A group of University of Nevada, Reno scientists and engineers are getting an early Christmas with a million dollar microscope to unwrap this holiday season. It’s the latest generation of focused ion-beam scanning electron microscope. Several projects are underway at the University that will use the new equipment, and it opens new avenues of materials and advanced manufacturing research. 

Professor Dhanesh Chandra has been trying for several years to get funding for this specialized microscope. He just finished a three-year research project using FIB and Atom Probe tomography analyzing materials, and had to travel to Northwestern University in Illinois to use their machine for his work. 

“Having this machine on campus will enhance the research productivity immensely, both for our students as well as for others here at the University who need it for their research,” Chandra, who works in the materials and chemical engineering department, said. 

The room-sized system, funded through the Major Research Instrumentation grant from the National Science Foundation, meets a critical need as a tool for synthesis, characterization and fabrication for materials and devices at the nanometer-to-atomic length scales. It can produce ultra-high resolution images for characterization and the fabrication of these structures. 

“It has very broad applications; it’s interesting to basic science, as well as applied science,” Sid Pathak, assistant professor in the chemical and materials engineering department and team leader of the proposal-team, said. “This will give us more information on the structure of material, allow us to fabricate thinner samples and much higher image resolution.” 

Pathak is one of several researchers who have projects that will use the dual, ion-beam microscope. Others are Mario Alpuche in the biology department, Bin Li in the chemical and materials department, and Andrew Geraci in the physics department. 

Projects slated for the new scope include research on structures of galvanized, high-strength steels for automotive applications; studies at the atomic scale of glassy metals to better understand atomic arrangements or clusters; probing nanoscale damage gradients in irradiated materials, measuring non-Newtonian gravity behavior at the nanoscale with devices built using the microscope; studying laser generated strain rates of nanomaterials; and investigation of nanostructured catalytic materials for transformation of biomass to biofuel.

Entries provided:
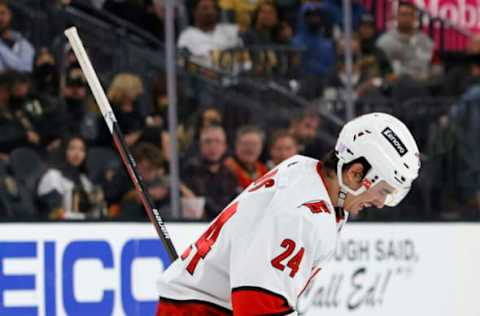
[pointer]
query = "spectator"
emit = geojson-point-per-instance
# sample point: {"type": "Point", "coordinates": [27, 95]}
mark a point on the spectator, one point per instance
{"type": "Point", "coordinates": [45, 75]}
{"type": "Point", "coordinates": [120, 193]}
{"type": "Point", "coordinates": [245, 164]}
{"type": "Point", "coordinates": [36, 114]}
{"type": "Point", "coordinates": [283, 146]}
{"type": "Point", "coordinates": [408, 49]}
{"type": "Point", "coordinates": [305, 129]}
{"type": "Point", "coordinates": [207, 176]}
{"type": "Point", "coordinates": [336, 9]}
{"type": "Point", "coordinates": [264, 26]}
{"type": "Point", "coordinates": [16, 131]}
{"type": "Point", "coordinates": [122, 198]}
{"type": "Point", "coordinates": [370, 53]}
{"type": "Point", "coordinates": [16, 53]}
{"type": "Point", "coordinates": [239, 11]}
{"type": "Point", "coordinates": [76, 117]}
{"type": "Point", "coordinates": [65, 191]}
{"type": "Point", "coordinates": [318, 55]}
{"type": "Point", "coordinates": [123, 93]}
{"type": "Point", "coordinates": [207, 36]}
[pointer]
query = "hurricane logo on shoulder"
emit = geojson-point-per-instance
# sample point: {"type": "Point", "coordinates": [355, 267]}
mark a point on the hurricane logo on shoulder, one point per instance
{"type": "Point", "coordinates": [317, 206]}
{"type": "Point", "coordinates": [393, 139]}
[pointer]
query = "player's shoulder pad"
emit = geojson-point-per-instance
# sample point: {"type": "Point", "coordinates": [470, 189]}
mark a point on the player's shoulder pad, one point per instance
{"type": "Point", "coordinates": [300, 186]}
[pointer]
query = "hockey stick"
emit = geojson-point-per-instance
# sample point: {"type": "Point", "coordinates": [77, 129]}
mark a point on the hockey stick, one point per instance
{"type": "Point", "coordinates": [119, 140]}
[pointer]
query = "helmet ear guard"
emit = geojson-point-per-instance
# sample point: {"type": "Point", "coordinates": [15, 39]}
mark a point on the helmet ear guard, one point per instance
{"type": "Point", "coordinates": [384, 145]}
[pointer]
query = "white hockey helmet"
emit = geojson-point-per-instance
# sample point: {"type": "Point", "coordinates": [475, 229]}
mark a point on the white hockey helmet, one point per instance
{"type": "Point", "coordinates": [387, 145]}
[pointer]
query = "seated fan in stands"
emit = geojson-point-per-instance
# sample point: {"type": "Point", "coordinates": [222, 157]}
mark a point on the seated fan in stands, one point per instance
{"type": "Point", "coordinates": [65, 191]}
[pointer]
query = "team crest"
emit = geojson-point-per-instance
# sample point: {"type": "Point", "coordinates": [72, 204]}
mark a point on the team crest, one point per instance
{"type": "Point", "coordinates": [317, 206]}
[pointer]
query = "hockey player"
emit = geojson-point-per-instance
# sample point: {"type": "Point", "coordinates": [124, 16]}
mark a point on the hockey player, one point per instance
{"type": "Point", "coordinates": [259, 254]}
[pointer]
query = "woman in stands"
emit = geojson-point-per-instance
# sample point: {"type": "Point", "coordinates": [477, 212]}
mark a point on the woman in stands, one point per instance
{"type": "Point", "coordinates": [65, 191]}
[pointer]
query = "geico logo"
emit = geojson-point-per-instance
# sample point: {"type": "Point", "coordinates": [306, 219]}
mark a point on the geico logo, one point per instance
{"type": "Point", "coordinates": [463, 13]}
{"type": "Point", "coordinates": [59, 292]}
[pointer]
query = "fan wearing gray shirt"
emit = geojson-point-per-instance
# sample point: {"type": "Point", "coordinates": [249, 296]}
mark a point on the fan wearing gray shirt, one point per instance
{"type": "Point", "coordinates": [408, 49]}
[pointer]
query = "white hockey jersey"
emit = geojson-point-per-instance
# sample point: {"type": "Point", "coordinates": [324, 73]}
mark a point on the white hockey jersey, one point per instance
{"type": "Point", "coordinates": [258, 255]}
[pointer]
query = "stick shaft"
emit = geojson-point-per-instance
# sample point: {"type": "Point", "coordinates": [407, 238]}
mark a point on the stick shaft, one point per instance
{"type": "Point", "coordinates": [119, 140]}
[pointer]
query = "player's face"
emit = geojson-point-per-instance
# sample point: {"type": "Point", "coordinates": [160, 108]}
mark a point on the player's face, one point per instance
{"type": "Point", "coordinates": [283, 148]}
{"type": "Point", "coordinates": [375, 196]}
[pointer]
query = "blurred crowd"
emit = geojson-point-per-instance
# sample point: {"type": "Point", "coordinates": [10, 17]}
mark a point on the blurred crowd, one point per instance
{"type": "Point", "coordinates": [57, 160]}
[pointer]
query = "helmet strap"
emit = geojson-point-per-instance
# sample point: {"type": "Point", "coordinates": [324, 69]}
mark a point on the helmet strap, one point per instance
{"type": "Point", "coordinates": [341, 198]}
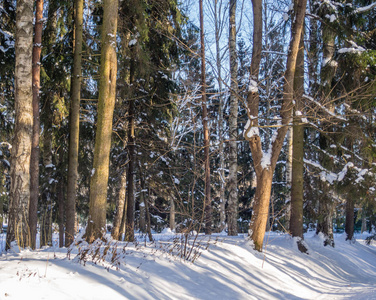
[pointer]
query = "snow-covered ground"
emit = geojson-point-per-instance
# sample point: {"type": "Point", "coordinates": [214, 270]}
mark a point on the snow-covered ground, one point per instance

==

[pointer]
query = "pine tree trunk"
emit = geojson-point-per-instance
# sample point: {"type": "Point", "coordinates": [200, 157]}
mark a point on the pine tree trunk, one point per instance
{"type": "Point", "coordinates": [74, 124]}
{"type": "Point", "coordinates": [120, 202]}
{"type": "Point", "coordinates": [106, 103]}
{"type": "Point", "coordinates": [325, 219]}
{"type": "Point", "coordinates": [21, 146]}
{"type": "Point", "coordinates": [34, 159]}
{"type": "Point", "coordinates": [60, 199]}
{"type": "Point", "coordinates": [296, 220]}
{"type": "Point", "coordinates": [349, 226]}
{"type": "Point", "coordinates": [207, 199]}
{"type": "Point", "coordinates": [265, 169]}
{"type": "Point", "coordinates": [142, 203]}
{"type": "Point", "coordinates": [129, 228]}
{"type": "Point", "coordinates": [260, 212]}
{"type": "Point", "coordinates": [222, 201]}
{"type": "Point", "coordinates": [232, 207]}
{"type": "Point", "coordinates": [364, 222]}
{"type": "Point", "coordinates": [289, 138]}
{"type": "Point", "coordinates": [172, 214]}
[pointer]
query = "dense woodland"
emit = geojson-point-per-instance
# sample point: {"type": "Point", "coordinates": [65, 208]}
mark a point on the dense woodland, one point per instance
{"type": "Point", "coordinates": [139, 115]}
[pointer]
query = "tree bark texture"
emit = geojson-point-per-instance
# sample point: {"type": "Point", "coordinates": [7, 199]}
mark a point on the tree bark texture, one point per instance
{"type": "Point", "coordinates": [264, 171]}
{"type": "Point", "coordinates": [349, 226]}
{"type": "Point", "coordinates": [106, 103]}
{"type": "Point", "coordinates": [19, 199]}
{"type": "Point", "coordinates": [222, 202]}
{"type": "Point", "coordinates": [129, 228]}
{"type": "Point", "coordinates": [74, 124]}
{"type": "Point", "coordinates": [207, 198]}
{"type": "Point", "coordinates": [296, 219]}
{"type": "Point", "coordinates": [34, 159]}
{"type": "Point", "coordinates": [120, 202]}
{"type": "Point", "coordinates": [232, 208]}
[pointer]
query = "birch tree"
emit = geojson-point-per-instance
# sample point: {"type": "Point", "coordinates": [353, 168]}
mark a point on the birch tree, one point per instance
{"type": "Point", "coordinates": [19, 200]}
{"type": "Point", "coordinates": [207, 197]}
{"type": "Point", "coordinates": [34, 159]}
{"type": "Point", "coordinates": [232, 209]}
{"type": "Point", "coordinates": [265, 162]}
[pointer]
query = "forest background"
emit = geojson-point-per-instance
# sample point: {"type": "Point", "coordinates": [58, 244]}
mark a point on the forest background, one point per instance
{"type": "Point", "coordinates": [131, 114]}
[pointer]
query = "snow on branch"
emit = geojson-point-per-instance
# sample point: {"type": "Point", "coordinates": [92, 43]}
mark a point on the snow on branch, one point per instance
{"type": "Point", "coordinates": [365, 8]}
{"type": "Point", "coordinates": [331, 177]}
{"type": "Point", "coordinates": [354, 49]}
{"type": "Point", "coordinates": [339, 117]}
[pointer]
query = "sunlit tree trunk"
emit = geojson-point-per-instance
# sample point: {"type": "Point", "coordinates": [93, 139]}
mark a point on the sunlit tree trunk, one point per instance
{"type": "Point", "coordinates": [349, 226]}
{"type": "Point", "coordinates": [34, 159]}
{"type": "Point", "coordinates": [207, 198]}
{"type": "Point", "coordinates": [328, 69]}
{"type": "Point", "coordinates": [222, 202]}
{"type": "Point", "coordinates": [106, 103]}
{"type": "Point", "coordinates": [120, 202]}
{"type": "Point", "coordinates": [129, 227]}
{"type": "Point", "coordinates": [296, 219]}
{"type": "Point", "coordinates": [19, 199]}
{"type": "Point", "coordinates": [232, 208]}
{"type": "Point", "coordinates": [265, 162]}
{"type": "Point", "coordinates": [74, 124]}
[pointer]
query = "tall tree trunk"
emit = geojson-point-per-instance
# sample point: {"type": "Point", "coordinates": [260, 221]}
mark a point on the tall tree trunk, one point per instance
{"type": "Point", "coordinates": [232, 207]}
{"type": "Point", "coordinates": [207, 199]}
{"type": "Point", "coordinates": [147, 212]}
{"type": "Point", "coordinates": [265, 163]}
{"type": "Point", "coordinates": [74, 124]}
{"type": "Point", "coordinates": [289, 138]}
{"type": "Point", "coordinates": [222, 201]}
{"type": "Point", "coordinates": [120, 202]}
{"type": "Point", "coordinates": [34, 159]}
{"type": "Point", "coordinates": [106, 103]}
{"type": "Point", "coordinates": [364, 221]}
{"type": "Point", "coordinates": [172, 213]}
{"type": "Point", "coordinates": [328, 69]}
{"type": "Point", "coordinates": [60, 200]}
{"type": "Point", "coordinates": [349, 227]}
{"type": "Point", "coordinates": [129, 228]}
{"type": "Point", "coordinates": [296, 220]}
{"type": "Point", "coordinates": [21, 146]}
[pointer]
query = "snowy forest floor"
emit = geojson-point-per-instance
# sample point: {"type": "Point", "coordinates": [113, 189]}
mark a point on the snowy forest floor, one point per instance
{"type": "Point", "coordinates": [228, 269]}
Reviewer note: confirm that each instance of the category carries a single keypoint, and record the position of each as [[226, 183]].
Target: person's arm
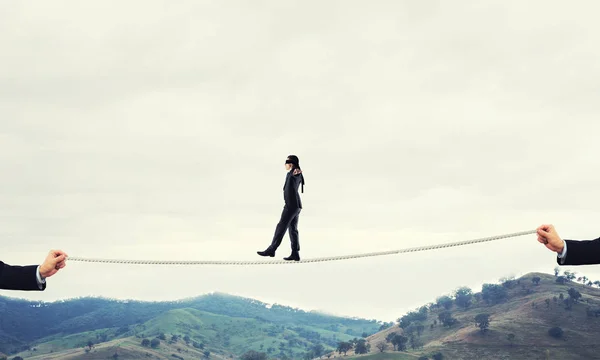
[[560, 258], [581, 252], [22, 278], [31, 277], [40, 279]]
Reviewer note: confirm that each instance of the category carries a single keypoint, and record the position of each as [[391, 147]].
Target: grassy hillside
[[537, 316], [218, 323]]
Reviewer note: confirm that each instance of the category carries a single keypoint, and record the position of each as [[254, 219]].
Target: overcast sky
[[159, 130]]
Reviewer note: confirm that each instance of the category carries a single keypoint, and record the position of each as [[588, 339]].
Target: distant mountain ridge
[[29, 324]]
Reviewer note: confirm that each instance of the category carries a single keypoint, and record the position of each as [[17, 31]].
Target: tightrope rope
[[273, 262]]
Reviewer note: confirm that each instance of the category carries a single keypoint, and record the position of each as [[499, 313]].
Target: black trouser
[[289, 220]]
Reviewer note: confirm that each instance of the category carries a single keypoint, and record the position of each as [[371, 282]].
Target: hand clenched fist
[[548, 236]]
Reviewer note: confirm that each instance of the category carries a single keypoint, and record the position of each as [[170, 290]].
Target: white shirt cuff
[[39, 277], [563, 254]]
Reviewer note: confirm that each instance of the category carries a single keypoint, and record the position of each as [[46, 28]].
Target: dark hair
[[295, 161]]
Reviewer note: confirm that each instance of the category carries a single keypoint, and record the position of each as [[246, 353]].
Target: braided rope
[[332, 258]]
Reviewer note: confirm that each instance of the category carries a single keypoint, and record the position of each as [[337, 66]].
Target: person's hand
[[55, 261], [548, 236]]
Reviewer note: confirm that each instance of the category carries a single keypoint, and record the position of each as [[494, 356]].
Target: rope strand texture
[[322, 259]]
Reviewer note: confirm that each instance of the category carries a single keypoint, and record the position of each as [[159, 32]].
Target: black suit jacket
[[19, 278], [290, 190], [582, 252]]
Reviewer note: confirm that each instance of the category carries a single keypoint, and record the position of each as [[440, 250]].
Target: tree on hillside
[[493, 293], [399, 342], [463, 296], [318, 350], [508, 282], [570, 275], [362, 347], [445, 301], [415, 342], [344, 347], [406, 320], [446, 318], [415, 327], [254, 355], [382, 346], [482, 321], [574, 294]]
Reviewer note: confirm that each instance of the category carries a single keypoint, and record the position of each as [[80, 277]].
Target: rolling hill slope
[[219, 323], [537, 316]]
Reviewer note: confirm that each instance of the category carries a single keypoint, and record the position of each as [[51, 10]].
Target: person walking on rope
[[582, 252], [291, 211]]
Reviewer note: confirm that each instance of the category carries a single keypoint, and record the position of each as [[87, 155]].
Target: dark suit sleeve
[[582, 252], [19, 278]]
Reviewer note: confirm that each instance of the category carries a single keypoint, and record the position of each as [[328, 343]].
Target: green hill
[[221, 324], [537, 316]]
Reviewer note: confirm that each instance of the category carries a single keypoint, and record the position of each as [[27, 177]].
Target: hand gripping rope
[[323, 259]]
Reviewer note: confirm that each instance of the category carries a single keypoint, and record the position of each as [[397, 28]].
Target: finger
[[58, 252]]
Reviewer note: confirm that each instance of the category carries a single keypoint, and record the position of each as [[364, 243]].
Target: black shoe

...

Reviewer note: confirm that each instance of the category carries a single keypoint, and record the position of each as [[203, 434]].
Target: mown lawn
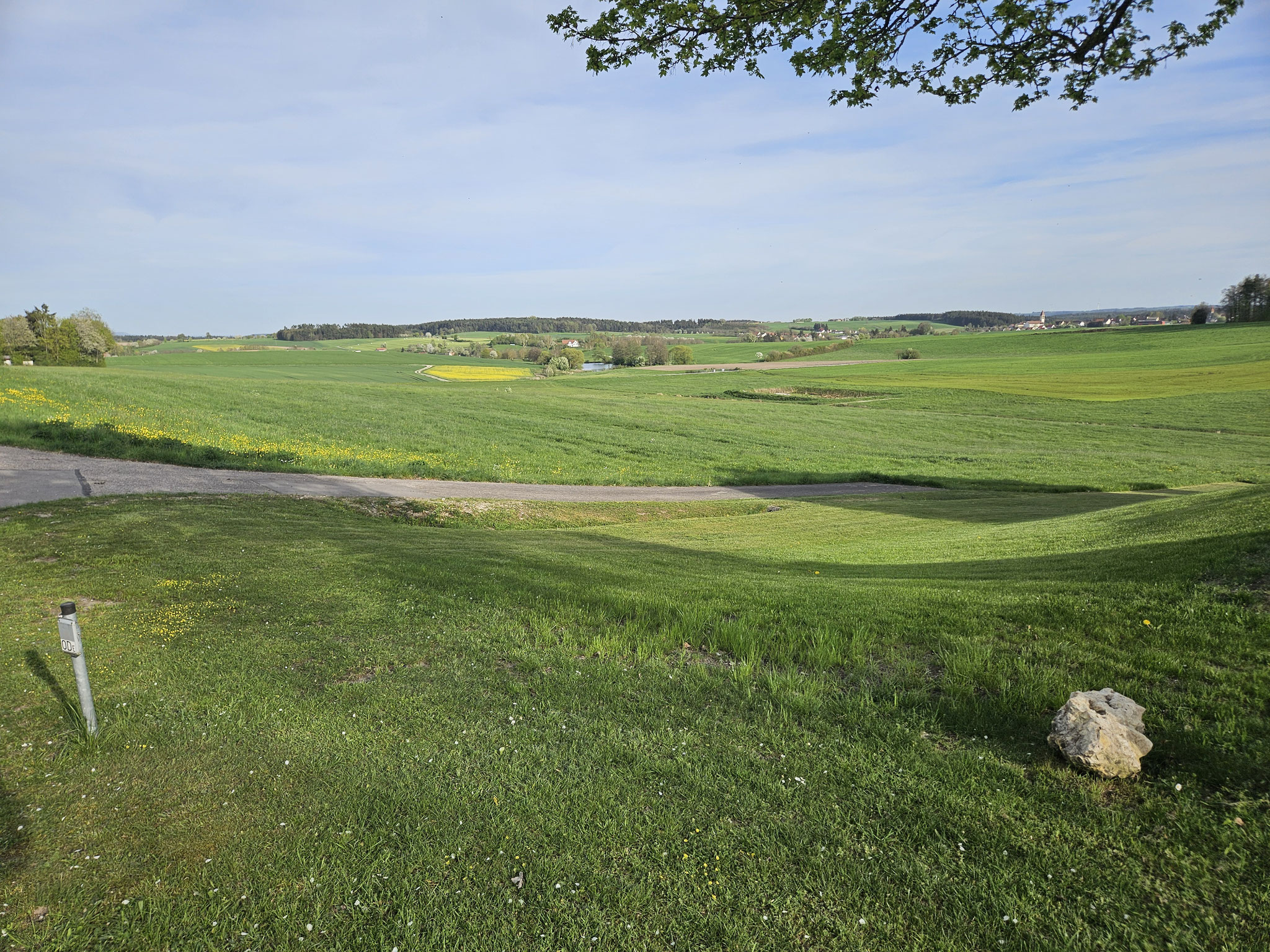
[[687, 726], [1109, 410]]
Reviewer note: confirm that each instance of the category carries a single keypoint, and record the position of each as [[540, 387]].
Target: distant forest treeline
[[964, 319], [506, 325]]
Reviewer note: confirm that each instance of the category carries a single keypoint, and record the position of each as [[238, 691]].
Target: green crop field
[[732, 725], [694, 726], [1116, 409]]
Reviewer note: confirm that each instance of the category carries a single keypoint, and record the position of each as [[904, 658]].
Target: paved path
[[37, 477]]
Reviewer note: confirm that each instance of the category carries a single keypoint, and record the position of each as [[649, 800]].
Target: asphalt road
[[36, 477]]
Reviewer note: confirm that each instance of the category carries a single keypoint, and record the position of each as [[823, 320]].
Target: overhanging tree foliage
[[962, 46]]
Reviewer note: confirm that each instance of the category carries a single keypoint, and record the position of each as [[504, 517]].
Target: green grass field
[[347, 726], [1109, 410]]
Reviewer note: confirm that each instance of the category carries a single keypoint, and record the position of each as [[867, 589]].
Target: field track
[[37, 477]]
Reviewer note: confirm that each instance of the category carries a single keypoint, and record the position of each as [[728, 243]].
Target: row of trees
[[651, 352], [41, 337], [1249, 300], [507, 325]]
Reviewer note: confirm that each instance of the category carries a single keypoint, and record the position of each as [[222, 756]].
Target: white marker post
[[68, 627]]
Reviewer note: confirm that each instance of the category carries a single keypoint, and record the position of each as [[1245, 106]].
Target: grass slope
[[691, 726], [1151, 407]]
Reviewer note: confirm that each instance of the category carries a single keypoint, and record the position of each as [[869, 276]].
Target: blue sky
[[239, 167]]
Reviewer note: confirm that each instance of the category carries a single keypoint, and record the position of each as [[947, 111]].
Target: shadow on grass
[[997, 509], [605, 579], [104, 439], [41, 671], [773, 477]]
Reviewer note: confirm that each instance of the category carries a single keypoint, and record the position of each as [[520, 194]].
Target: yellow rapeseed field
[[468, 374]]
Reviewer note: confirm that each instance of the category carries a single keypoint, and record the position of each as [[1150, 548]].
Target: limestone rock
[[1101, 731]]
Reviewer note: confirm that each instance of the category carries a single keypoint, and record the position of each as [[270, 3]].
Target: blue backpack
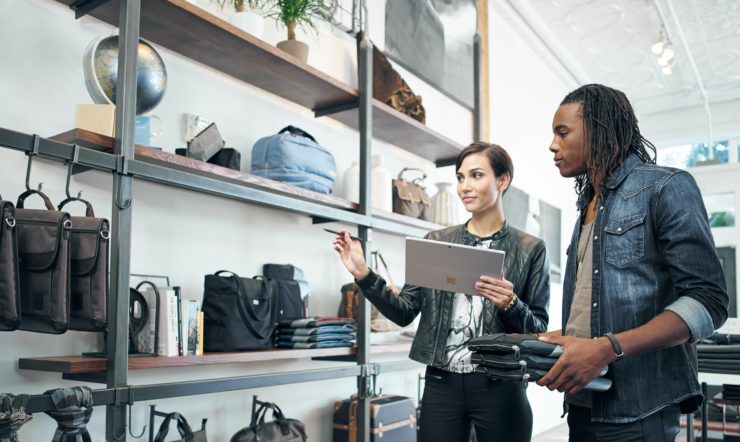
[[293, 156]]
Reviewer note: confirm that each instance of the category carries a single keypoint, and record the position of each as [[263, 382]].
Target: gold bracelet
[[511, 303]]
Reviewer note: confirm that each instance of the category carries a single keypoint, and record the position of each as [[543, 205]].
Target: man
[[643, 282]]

Exercises to complete:
1. Answer these questions about the microscope article:
(a) Where did Dhanesh Chandra have to travel to use a FIB machine for his work?
(b) What grant funded the room-sized system?
(c) Which department is Andrew Geraci in?
2. Proceed with the article about the new microscope at the University of Nevada, Reno, picking up right after its final sentence.

Results in order:
1.
(a) Northwestern University in Illinois
(b) The Major Research Instrumentation grant from the National Science Foundation
(c) The physics department

2.
It will also attract new research. The microscope is essential for the research cluster for advanced manufacturing at the University, which was recently established in response to the resurgence of manufacturing at the state and national level. Applications of the focused ion-beam microscope to the ongoing research in materials science, physics, chemistry and other disciplines is expected to result in new advances and breakthroughs along these fronts. 

It will advance multidisciplinary research programs in science and engineering, ranging from structural engineering materials, energy and functional materials to nanostructured materials and devices and fundamental physics. 

The benefits of the new microscope span many areas:

1.   Basic Science: the acquisition will strengthen multidisciplinary research programs in science and engineering, which spans from structural engineering materials, energy and functional materials to nanostructured materials and devices.
 

2.   Advanced Manufacturing: the microscope is essential for the research cluster for advanced manufacturing at the University, which was recently established in response to the resurgence of manufacturing at the state and national level.
 

3.   Interdisciplinary Collaborations: The new machine is essential for ongoing and future collaborative research between the University and other United States and international universities.
 

4.   Industry: The FIB will enhance ongoing collaborations with major U.S. steelmakers and nano-mechanical testing companies.
 

5.   Education: Three new courses on nano-mechanics and instrumentation will be taught by faculty members from the primary team, involving up to 300 students during the grant time period.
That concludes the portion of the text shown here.